- TASK INSTRUCTIONS
The data should be printed again, exactly.

____ THE RECORDS

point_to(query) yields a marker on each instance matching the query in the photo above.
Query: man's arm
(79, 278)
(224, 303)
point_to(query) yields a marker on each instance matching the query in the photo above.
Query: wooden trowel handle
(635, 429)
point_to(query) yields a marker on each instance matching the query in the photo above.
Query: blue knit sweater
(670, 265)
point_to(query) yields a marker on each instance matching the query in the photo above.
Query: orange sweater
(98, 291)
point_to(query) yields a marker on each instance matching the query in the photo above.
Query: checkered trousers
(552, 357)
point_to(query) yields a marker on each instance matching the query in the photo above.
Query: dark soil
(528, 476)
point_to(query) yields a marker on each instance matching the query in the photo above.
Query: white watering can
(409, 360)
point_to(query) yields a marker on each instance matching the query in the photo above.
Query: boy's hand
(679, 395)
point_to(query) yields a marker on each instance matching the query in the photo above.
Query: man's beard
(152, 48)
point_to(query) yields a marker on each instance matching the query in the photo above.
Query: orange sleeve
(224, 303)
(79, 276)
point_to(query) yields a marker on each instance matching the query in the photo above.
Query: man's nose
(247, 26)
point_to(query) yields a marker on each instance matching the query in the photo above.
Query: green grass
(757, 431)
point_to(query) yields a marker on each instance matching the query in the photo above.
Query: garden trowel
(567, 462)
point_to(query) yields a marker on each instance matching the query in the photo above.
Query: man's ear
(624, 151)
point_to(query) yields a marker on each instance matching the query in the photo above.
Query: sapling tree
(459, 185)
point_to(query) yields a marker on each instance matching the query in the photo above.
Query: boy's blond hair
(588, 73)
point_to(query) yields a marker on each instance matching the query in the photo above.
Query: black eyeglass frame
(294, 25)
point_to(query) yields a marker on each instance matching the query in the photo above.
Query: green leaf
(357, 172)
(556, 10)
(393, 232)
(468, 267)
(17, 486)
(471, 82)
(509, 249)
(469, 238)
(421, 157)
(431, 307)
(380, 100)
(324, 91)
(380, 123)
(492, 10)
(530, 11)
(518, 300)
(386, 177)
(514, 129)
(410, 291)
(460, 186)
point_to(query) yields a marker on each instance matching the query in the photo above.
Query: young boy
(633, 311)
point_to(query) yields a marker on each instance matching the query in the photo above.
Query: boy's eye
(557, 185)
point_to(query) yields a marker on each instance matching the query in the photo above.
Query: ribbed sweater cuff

________

- RESPONSE
point_to(query) yields a marker on each instance matching the query in the photo above.
Query: man's arm
(79, 278)
(224, 303)
point_to(query) yields a marker on each instance matching the query in the photo above.
Query: wooden trowel handle
(635, 429)
point_to(query) yields a marker on each instance matching the query in the photo above.
Query: blue knit sweater
(670, 265)
point_to(query) yields a marker on each instance matching the query in the photo above.
Query: orange sweater
(98, 291)
point_to(query) yields a marker on each instance matching the query in the photo above.
Query: checkered trousers
(552, 357)
point_to(query) yields a marker on each instance matching the query in the photo above.
Query: dark soil
(528, 476)
point_to(query) yields a marker on each instance matching the query in the photo above.
Query: white watering can
(409, 360)
point_to(query) yields a marker on each instance matching the query in the photo above.
Query: boy's hand
(679, 395)
point_to(query) yields a marker on each instance matching the query in the photo above.
Query: man's beard
(152, 48)
point_to(query) yields a marker on each instance matching the query in the photo above.
Query: orange sleeve
(224, 303)
(79, 276)
point_to(query) yields a marker on each instance matching the query in the photo above.
Query: man's nose
(247, 26)
point_to(query) yields a marker on each instance matching the query in the photo above.
Query: green grass
(757, 431)
point_to(query) yields a marker on each instance matching the query in the photo above.
Query: garden trowel
(567, 462)
point_to(query) yields a marker on each instance matching the query in the photo above.
Query: man's ear
(624, 151)
point_to(query) yields a marker on each instance matching the query in the photo above.
Query: sapling tree
(459, 185)
point_to(query) yields a marker on each instance matching the query in the photo above.
Query: boy's blond hair
(588, 73)
point_to(query) yields a marker on each instance matching the query in the photo above.
Query: black eyeglass frame
(294, 25)
point_to(query) yields a marker on each instance matching the query in the photo above.
Query: green leaf
(357, 172)
(556, 10)
(393, 232)
(468, 267)
(17, 486)
(471, 82)
(509, 249)
(469, 238)
(421, 157)
(431, 307)
(380, 100)
(324, 91)
(380, 123)
(492, 10)
(530, 11)
(518, 300)
(386, 177)
(514, 129)
(410, 291)
(460, 186)
point_to(query) yields a marker on each instance matching the query in the photo above.
Query: young boy
(633, 311)
point_to(query) yields a marker on each instance matching the query in the photo above.
Query: boy's eye
(557, 185)
point_to(query) yields a marker on each instance matching the query in the photo above.
Query: ribbed sweater cuff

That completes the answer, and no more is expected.